[Supplied material — start]

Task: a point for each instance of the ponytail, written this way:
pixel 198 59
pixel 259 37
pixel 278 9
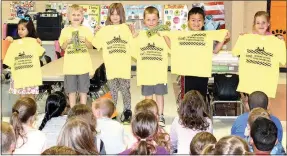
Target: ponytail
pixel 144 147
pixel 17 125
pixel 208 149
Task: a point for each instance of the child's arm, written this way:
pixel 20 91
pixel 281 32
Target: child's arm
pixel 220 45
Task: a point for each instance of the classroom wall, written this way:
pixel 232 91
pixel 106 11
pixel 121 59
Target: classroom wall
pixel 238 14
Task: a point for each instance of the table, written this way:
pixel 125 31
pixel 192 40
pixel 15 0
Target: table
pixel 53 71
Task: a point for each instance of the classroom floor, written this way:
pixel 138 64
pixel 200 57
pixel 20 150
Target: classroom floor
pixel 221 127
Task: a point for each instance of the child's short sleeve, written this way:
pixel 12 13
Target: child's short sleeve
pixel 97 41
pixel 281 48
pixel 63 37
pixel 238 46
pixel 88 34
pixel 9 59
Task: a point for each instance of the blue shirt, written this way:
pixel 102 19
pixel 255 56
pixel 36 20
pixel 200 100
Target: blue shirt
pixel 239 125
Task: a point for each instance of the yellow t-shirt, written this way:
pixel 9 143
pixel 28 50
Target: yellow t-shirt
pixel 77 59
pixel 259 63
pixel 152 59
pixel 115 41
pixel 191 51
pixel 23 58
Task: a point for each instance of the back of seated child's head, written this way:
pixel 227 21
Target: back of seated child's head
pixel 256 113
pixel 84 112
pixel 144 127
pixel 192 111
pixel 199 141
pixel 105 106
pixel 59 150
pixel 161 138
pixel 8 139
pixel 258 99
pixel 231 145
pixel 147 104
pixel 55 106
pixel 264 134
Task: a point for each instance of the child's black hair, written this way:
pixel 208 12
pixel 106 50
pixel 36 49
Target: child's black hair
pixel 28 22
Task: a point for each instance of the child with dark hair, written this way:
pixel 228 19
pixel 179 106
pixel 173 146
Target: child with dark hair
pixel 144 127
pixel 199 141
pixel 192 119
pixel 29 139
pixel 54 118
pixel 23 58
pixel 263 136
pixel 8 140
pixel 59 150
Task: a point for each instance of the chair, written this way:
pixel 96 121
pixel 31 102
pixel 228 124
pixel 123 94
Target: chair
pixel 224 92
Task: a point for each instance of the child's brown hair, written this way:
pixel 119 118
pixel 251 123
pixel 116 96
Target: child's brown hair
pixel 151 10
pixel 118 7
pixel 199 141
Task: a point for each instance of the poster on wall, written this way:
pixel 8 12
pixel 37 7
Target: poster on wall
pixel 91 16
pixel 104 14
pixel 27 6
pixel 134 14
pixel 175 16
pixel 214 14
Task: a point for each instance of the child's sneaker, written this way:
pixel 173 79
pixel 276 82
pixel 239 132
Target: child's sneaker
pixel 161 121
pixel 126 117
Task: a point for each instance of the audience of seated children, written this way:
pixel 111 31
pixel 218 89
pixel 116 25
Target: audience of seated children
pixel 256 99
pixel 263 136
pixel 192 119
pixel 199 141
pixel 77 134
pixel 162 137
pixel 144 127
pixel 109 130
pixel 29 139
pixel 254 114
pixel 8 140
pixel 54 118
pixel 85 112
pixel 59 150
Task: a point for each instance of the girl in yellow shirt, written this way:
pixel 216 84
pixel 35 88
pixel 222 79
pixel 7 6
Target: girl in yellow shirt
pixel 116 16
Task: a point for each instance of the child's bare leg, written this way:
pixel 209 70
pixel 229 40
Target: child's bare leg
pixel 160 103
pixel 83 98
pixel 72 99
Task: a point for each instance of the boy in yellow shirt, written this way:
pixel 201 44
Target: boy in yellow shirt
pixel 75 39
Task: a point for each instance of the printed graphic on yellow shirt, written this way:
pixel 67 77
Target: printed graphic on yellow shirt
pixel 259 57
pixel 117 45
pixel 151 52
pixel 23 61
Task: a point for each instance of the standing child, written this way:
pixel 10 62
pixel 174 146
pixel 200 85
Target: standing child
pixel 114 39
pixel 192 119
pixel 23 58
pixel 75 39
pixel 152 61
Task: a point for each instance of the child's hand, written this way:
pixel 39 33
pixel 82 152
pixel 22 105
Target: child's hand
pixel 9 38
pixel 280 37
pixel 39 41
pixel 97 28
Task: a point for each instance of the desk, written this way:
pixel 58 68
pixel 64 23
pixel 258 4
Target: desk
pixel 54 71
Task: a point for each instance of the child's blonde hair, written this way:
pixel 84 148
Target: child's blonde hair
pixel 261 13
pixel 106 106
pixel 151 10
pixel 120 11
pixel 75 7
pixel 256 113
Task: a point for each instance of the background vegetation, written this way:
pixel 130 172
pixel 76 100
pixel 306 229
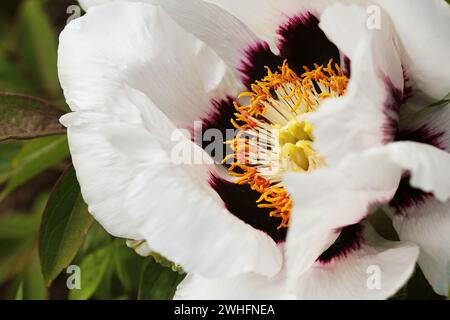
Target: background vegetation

[Supplied material — finish]

▶ Your assignment
Exact repetition of all entries is required. The pictures should not appear.

▶ Completed task
Task: a point for each instance of the ponytail, written this way:
pixel 198 59
pixel 259 37
pixel 278 9
Target: ponytail
pixel 144 147
pixel 17 125
pixel 208 149
Task: a point for each instance of the child's arm, written this way:
pixel 20 91
pixel 281 32
Target: child's arm
pixel 220 45
Task: a point for each instance of the classroom wall, written this way:
pixel 232 91
pixel 106 11
pixel 121 59
Target: classroom wall
pixel 238 14
Task: a point for each instance of the table, written this way:
pixel 125 31
pixel 192 40
pixel 15 0
Target: table
pixel 53 71
Task: a point for each instance of the classroom floor, written this way:
pixel 138 64
pixel 200 57
pixel 20 150
Target: classroom floor
pixel 221 127
Task: a point for each instance of the child's short sleeve, written this way:
pixel 12 13
Target: child's short sleeve
pixel 97 41
pixel 281 48
pixel 63 37
pixel 238 46
pixel 88 34
pixel 9 59
Task: a point for each instance of the blue shirt, written this way:
pixel 102 19
pixel 255 56
pixel 36 20
pixel 200 100
Target: blue shirt
pixel 239 125
Task: a point for each instance of the yellow t-shirt, written this way:
pixel 9 143
pixel 28 50
Target: yellow t-shirt
pixel 77 59
pixel 259 63
pixel 152 59
pixel 115 41
pixel 191 51
pixel 23 58
Task: a point for each instance of the back of seated child's head, written this way:
pixel 227 21
Target: back of seated child's head
pixel 256 113
pixel 84 112
pixel 144 127
pixel 192 111
pixel 199 141
pixel 105 106
pixel 59 150
pixel 161 138
pixel 8 139
pixel 258 99
pixel 231 145
pixel 147 104
pixel 55 106
pixel 264 134
Task: a point for each instance of the child's black hair, written this way:
pixel 208 12
pixel 106 50
pixel 36 49
Target: child's black hair
pixel 28 22
Task: a point for each instance of the child with dark hair, written this way:
pixel 228 19
pixel 179 106
pixel 173 146
Target: child with dark hair
pixel 144 127
pixel 199 141
pixel 192 119
pixel 29 139
pixel 54 118
pixel 23 58
pixel 263 136
pixel 8 140
pixel 59 150
Task: a point for each instance of the chair, written this way:
pixel 96 121
pixel 31 102
pixel 228 124
pixel 123 94
Target: chair
pixel 224 92
Task: a point for each instance of the child's brown hair, written this way:
pixel 119 118
pixel 251 123
pixel 116 96
Target: child's brown hair
pixel 151 10
pixel 118 7
pixel 199 141
Task: a point for each instance of the poster on wall, written this way:
pixel 8 12
pixel 37 7
Target: poster on wall
pixel 91 16
pixel 104 14
pixel 27 6
pixel 134 14
pixel 175 16
pixel 214 14
Task: a point for each instance of the child's sneaker, written this way:
pixel 173 79
pixel 276 82
pixel 239 132
Target: child's sneaker
pixel 161 121
pixel 126 117
Task: a point for each instance of the audience of seated children, written this way:
pixel 111 31
pixel 218 89
pixel 116 25
Target: audience of seated children
pixel 256 99
pixel 263 136
pixel 192 119
pixel 199 141
pixel 77 134
pixel 162 137
pixel 144 127
pixel 109 130
pixel 29 139
pixel 254 114
pixel 8 140
pixel 54 118
pixel 85 112
pixel 59 150
Task: a point for each instance of the girl in yellow shirt, written this way:
pixel 216 84
pixel 35 88
pixel 222 79
pixel 7 6
Target: girl in yellow shirt
pixel 116 16
Task: a point for each instance of the child's bare leg, written this way:
pixel 209 70
pixel 229 40
Target: child's bare leg
pixel 160 103
pixel 83 98
pixel 72 99
Task: a point for each instance of the boy in yellow shirt, written this way:
pixel 201 44
Target: boy in yellow shirt
pixel 75 39
Task: a point for each instance of the printed graphic on yellow shirt, written this way:
pixel 67 77
Target: printed graphic on yellow shirt
pixel 259 57
pixel 117 45
pixel 151 52
pixel 23 61
Task: a point for each instance of the standing child, written this way:
pixel 10 62
pixel 174 146
pixel 200 85
Target: standing child
pixel 114 39
pixel 192 119
pixel 23 58
pixel 75 39
pixel 152 61
Task: a point for each instance of the child's hand, written this way:
pixel 39 33
pixel 82 152
pixel 22 105
Target: child's hand
pixel 9 38
pixel 280 37
pixel 39 41
pixel 97 28
Task: a point for each instance of the desk, written this way:
pixel 58 68
pixel 64 23
pixel 258 4
Target: desk
pixel 54 71
Task: a point for each instance of the child's blonde hair, written this way:
pixel 84 148
Target: child's blonde hair
pixel 261 13
pixel 106 106
pixel 151 10
pixel 120 11
pixel 75 7
pixel 256 113
Task: a point for each instance of the background vegetation, written this way:
pixel 130 172
pixel 76 100
pixel 306 229
Target: background vegetation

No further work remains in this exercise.